── Data for the task

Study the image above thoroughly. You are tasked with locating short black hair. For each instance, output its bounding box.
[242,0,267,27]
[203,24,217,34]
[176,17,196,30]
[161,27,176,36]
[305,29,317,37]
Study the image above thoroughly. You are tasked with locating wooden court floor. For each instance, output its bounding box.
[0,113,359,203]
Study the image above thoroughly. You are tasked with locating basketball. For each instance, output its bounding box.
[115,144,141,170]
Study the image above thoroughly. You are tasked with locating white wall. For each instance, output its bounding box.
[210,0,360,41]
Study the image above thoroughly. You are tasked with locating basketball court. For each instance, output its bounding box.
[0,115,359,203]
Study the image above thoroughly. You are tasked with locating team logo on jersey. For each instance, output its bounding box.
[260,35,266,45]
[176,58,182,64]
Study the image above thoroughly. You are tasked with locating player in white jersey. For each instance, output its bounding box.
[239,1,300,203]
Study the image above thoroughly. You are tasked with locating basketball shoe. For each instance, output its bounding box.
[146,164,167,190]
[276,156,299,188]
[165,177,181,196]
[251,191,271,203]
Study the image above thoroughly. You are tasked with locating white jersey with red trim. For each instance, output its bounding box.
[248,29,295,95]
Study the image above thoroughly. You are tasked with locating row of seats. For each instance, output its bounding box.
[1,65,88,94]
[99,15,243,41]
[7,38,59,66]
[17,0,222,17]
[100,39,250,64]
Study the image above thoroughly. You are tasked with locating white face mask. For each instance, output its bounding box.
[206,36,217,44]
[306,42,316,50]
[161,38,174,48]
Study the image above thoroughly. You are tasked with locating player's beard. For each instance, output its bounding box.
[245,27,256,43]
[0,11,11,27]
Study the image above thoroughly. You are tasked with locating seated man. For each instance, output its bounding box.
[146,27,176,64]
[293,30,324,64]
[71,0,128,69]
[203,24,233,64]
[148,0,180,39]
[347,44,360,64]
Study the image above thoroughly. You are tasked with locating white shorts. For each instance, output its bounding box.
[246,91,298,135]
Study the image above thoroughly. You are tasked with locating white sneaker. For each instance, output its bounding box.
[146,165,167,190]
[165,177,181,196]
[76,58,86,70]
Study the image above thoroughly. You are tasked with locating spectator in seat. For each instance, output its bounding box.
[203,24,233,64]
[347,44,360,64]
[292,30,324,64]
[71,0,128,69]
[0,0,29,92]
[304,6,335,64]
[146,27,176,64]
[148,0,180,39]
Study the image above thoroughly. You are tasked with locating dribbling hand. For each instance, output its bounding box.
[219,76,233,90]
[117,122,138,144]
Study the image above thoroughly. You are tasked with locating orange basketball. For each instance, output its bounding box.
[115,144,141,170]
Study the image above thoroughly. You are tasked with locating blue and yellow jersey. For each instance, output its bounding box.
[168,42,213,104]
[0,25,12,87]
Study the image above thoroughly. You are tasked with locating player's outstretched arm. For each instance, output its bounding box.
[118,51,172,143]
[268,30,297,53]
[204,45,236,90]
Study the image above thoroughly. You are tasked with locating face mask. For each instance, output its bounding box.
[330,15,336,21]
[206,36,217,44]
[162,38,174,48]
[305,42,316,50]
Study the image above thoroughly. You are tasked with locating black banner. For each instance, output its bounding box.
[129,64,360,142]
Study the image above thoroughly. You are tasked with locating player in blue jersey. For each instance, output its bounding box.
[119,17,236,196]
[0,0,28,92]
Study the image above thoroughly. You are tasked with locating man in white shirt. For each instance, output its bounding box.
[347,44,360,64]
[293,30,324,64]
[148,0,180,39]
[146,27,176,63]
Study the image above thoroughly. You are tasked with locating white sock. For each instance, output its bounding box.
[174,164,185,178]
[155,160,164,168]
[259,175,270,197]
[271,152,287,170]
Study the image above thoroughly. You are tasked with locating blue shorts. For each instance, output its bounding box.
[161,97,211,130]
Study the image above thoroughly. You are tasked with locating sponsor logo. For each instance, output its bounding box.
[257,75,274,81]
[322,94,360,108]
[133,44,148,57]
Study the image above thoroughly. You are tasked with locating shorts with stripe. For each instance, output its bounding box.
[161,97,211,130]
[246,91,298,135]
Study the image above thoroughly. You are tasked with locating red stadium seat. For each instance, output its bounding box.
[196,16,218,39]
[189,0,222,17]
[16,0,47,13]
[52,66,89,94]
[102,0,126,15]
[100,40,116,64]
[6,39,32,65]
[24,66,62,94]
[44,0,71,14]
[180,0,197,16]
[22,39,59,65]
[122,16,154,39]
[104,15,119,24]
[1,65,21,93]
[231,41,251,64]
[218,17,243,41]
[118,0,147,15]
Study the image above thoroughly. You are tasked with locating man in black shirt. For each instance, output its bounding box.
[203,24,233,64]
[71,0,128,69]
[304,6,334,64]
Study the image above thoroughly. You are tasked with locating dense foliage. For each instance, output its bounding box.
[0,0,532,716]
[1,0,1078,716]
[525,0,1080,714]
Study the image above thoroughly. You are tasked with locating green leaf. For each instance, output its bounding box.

────

Directions -
The reply should restate the records above in full, character for character.

Result of this task -
Study the image above thoroughly. You are tasked with locating short black hair. For each instance, output its bounding box.
[242,0,267,27]
[203,24,217,34]
[176,17,196,30]
[161,27,176,36]
[305,29,317,37]
Study the image above thoroughly. You are tasked with locating wooden court floor. For each instance, output its bounding box.
[0,113,359,203]
Study the image above thoroughly. You are tasked with locating basketball. For each instance, output its bounding box.
[115,144,141,170]
Study the image above thoroughly. You are tasked with locating white wall. For each instance, output its bounding box.
[210,0,360,41]
Study the image above thoroughly. You are tasked with locating basketball court. For each instance, output its bounding box.
[0,115,359,203]
Study the image above thoroughly. You are tasked with locating team logo on jersey. For each instance, output its bounding box.
[260,35,266,45]
[176,58,182,64]
Study the image above thoroughly. You are tasked with locating player in white jersey. For each instance, output its bounding box.
[239,1,300,203]
Study the image above thoroughly. You are tasked with locating basketball shoe. For each instance, output its bounding box.
[146,164,167,190]
[276,156,299,188]
[165,177,181,196]
[251,191,271,203]
Study the image above thoroughly. You are tasked with locating white jersey with red trim. For each instance, output its bounding box.
[248,29,295,95]
Study the image above thoroughly. You are tasked with locating row of seats. For each instance, output its bounding box.
[1,65,88,94]
[99,15,243,41]
[7,38,59,66]
[17,0,222,17]
[100,39,250,64]
Study the image above thoroughly. You are tasked with locating white face mask. For each instance, output its bounding box.
[206,36,217,44]
[306,42,316,50]
[161,38,174,48]
Study the image above thoroughly. You are tasked with locating player's beard. For each instance, output its bounding box.
[245,27,256,43]
[0,11,11,27]
Study the image above thoroughly. You are tasked with locating seated man. For each instance, output its bounding box.
[146,27,176,64]
[293,30,324,64]
[71,0,128,69]
[203,24,233,64]
[148,0,180,39]
[347,44,360,64]
Study the image above thoroughly. You are tasked with locating white shorts. For each instance, output its bounding box.
[246,91,298,135]
Study the image above thoroughly. You are tasked with locating white sneaker. For each instance, output its bounding box.
[146,165,167,190]
[165,177,181,196]
[76,58,86,70]
Study the image above thoroughly. You are tasked with locating spectator in seat. For each instance, output its bounding box.
[203,24,233,64]
[347,44,360,64]
[292,30,324,64]
[71,0,128,69]
[0,0,29,92]
[304,6,335,64]
[146,27,176,64]
[148,0,180,39]
Study the image above thoroughly. You are tasked with locating dribbling hand. For each instance, output its bounding box.
[219,76,233,90]
[117,122,138,144]
Study the image above thoroughly. You are tasked with locating orange basketball. For each instance, output its bounding box.
[115,144,141,170]
Study the image above thoroughly. You are tasked with locating blue and yellow jersey. For each instance, output its bounding box.
[168,42,213,104]
[0,25,12,87]
Study the image above thoroughly. You are tasked with locating player's outstretched arm. For each instance, output its bounding box.
[118,51,172,143]
[268,30,297,53]
[204,45,236,90]
Study the image above thoroughly. You are tasked with locating face mask. For each instance, output its bounding box.
[330,15,336,21]
[206,36,217,44]
[162,38,174,48]
[305,42,316,50]
Study the image above thoroughly. You are tasked with locating black banner. For each instance, output its bounding box.
[129,64,360,142]
Study the image above thoroughly. You are tasked with locating player in blue jersey. For each instance, output its bounding box.
[119,17,236,196]
[0,0,28,92]
Study the image above thoroughly. You are tasked with locating man in white shirt. For each instance, output its bounding box.
[347,44,360,64]
[293,30,324,64]
[148,0,180,39]
[146,27,176,63]
Study the image above thoroughly. You are tasked with locating white sock. For each instance, output its bounding box.
[174,164,185,178]
[155,160,164,168]
[259,175,270,197]
[271,152,287,170]
Study the image above thoroughly. You are tasked with locating blue shorts. For each instance, output its bounding box.
[161,97,211,130]
Study the image above thoroughly. You are tasked with locating sponsor logo. For each instance, output its bounding box.
[257,75,274,81]
[322,94,360,108]
[133,44,148,57]
Study the image above thoroughly. You are tasked with locating shorts with stripe. For each instance, output its bounding box.
[161,97,211,130]
[246,91,298,135]
Study the image above thoroughly. You are tasked with locating red stadium seat. For each instance, output its bounding box.
[196,16,218,39]
[189,0,222,17]
[16,0,47,13]
[52,66,89,94]
[102,0,126,15]
[100,40,116,64]
[6,39,32,65]
[24,66,62,94]
[44,0,71,14]
[180,0,197,16]
[22,39,59,65]
[122,16,154,39]
[104,15,119,24]
[1,65,21,93]
[231,41,251,64]
[218,17,243,41]
[118,0,147,15]
Study the image above thoroughly. You are tasked with locating man in black shirt. For each instance, output its bounding box.
[203,24,233,64]
[71,0,128,69]
[304,6,334,64]
Study the image above thoroughly. You are tasked with locating dense foliage. For each instance, output its bounding box.
[0,0,532,716]
[1,0,1078,716]
[525,0,1080,714]
Study the image above thoroughly. You are tasked with locating green leaf. For each instance, output its bounding box.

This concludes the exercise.